Given exercise A: From the induction cooker passage, write out the part starting at "- heating being" and ending at "with those temperatures.".
Given exercise B: In the induction cooker passage, what fraction of the maximum appliance power is preferred for the low maximum power setting?
Given exercise C: Carry on the induction cooker passage from the point where it stops.

Extract provided:
━━━━━━━━━━━━━━━━━━━━━━━━━━━━━━

The temperature probe 120 may also be used to measure the temperature of ingredients in the cooking vessel, without that temperature being used by the controller 204 for temperature control. Accordingly, when the temperature probe 120 is connected, but temperature control using the probe 120 is not selected using button 323, the controller 204 uses the measured temperature from the surface temperature sensor 206 for temperature control. In that case, and as is shown in the view of the user interface 108 shown in FIG. 3C, the temperature measured by the temperature probe 120 is also displayed 340 above a probe icon 341.
A probe temperature alarm may also be set. In the event that a probe temperature alarm is set, the alarm temperature is displayed 342 below the probe icon 341. An alarm is activated upon the temperature measured by the temperature probe 120 reaching the alarm temperature. Alternatively or additionally, one or more other user-selectable options may be activated once the alarm temperature is reached. These include, and are not limited to:

- heating being terminated by the controller 204 by deactivating the induction coil 210, or
- the controller 204 controlling the power supplied to the induction coil 210 in order to maintain the alarm temperature.

Having described the cooker 100 and the user interface 108 of the cooker 100 in detail, cooking profiles are next described. As is described above, the maximum power setting may be changed by the user by depressing push button 322. However, the controller 204 may also apply different maximum power settings automatically based upon different set temperatures according to cooking styles typically associated with those temperatures.
As can be seen in FIG. 4, for cooking styles utilising low temperatures (e.g. 30-65 degrees Celsius), a low maximum power setting is selected by the controller 204, resulting in heating profile 302 having a slow increase in temperature (e.g. over 5-8 minutes). The set temperature is reached slowly to avoid temperature overshoot, so that sensitive foods (e.g. eggs or milk) do not overheat or burn during the heating process. The low maximum power setting is preferably a ¼ to a ⅓ of the maximum appliance power.
Cooking styles utilising medium temperatures (e.g. 66-85 degrees Celsius) result in a medium maximum power setting being selected, causing a medium rate of temperature change (e.g. 3-4 minutes) as illustrated by heating profile 304. The set temperature is reached at a medium speed, typically resulting in a moderate temperature overshoot (shown in dotted lines). The medium maximum power setting is preferably ½ to ⅔ of the maximum power.
Cooking styles utilising high temperatures (e.g. 86-250 degrees Celsius) result in a high maximum power setting being selected by the controller 204, causing a faster rate of temperature change (e.g. 1-2 minutes) as illustrated by heating profile 306. The set temperature is reached at a highest speed, typically resulting in a large temperature overshoot (shown in dotted lines). The type of food that is prepared at such a high temperature (e.g. food being fried or sautéed) can often withstand this kind of temperature overshoot, and the advantage of a pan heated quickly is attained through use of the fast rate of temperature change. The high maximum power setting is preferably ¾ of the maximum power to maximum power.

━━━━━━━━━━━━━━━━━━━━━━━━━━━━━━

Collection entries

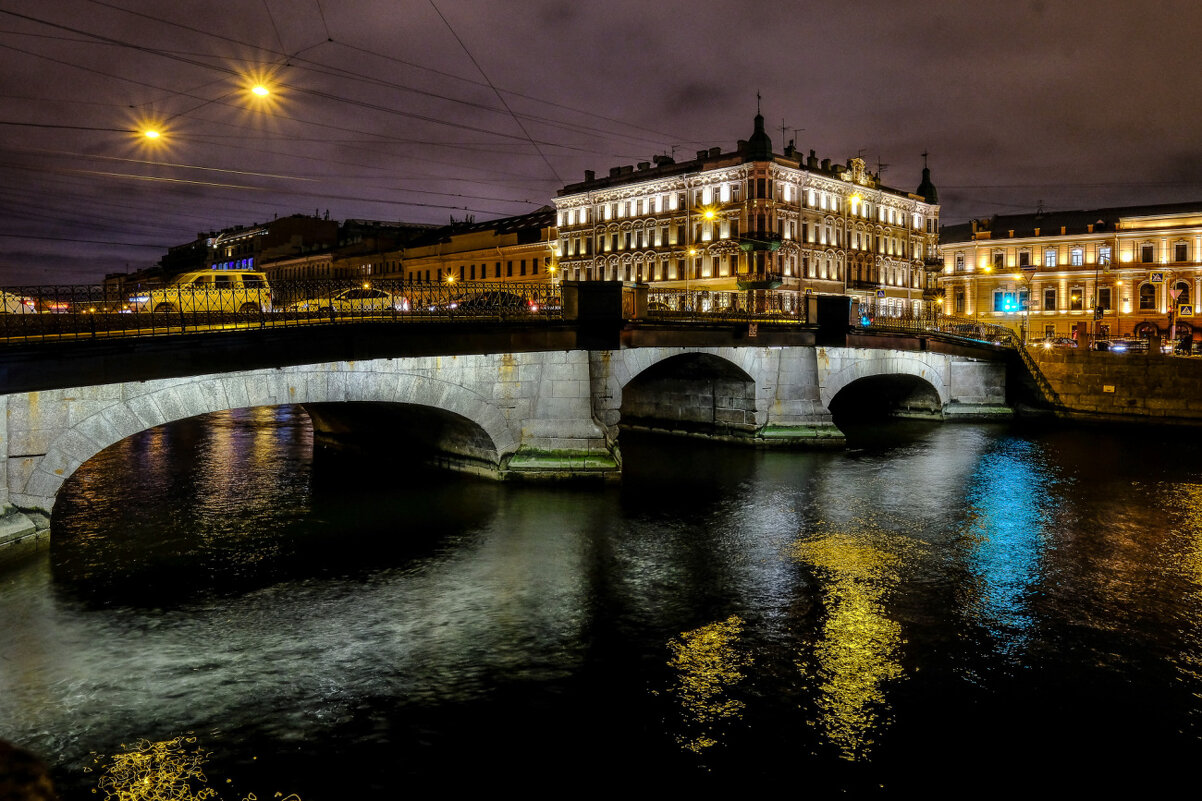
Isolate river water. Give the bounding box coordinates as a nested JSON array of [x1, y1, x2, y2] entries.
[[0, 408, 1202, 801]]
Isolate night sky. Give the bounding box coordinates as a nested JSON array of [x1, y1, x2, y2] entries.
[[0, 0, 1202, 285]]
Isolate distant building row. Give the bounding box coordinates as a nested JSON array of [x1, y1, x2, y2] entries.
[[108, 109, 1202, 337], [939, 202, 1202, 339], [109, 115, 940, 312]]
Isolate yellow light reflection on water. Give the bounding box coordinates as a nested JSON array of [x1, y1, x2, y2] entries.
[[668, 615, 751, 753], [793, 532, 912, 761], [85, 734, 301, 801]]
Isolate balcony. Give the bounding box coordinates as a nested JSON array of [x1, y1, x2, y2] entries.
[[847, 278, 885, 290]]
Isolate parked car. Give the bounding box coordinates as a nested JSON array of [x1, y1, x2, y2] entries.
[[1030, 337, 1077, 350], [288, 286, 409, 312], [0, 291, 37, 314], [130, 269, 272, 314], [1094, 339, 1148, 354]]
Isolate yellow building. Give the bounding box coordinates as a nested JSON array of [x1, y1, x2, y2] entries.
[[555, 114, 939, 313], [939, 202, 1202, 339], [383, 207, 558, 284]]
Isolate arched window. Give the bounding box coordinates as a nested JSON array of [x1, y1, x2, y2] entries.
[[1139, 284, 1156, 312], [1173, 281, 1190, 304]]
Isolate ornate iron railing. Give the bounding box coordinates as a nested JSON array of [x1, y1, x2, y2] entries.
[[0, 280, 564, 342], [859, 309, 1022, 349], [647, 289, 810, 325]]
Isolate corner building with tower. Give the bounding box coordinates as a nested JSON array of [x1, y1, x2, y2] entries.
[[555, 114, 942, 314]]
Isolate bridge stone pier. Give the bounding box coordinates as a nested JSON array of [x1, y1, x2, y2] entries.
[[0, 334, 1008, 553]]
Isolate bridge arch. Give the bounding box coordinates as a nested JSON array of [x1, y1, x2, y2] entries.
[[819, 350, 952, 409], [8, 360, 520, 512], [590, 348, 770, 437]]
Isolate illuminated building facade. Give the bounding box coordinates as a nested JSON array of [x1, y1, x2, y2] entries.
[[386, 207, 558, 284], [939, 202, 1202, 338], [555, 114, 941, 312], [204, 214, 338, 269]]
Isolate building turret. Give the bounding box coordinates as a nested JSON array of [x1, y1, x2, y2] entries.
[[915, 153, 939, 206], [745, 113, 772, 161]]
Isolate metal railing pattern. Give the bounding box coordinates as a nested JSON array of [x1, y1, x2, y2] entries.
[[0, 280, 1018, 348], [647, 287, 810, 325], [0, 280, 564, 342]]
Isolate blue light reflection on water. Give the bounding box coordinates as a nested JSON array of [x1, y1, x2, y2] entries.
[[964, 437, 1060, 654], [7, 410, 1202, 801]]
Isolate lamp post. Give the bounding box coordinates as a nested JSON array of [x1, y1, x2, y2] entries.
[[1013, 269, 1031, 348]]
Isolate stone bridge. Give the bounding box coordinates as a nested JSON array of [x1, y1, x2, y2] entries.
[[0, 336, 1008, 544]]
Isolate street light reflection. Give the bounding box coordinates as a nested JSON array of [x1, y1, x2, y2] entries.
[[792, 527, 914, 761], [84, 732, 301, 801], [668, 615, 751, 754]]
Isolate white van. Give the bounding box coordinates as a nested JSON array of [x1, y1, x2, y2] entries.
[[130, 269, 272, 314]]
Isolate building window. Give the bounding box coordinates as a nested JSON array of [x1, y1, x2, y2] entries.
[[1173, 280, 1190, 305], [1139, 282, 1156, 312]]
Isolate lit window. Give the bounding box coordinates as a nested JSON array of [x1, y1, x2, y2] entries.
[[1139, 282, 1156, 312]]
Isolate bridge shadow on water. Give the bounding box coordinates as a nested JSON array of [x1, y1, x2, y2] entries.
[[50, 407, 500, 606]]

━━━━━━━━━━━━━━━━━━━━━━━━━━━━━━

Exercise answer A:
- heating being terminated by the controller 204 by deactivating the induction coil 210, or
- the controller 204 controlling the power supplied to the induction coil 210 in order to maintain the alarm temperature.

Having described the cooker 100 and the user interface 108 of the cooker 100 in detail, cooking profiles are next described. As is described above, the maximum power setting may be changed by the user by depressing push button 322. However, the controller 204 may also apply different maximum power settings automatically based upon different set temperatures according to cooking styles typically associated with those temperatures.

Exercise answer B: A ¼ to a ⅓ of the maximum appliance power.

Exercise answer C:
The heating process may be understood with reference to FIG. 5 which shows a heating graph 400 with time in seconds on the X-axis 402, temperature in degrees Celsius on the left Y-axis 404 and the power applied to the heating system in power levels on the right Y-axis 406. The set temperature 410 is shown in dotted lines, the measured temperature 414 is shown in a lighter grey, and the applied power level 418 is shown in a solid dark line.
The right Y-axis 406 shows power levels from 1 to 10. In this graph each power level represents approximately 90 Watt, and although only 10 levels are shown, the maximum power that can be supplied by the cooker represented in this graph is 20 levels (or 1800 Watt as used in the US). For simplicity, 20 substantially linear levels have been selected. However it will be understood that a different number of levels associated with different power settings may be selected, for example in a 2400 Watt cooker (as used in Australia), 15 levels each representing 160 Watt may be used. Alternatively, for a nonlinear allocation of power levers, the 15 levels may be associated with increasing power intervals, for example level 1 may be 80 Watt while level 15 may be 250 Watt.
In the heating graph 400 where the set temperature 410 increases, for example at point 412 (at approximately 47 seconds), the measured temperature 414 increases with negligible overshoot at point 416 (at approximately 50 seconds). The applied power 418 increases to level 6 (approximately 540 Watt) at point 420 after which the power decreases to avoid temperature overshoot. The applied power 418 decreases to level 3 where it remains in order to maintain the set temperature until approximately 60 seconds, when the set temperature is changed.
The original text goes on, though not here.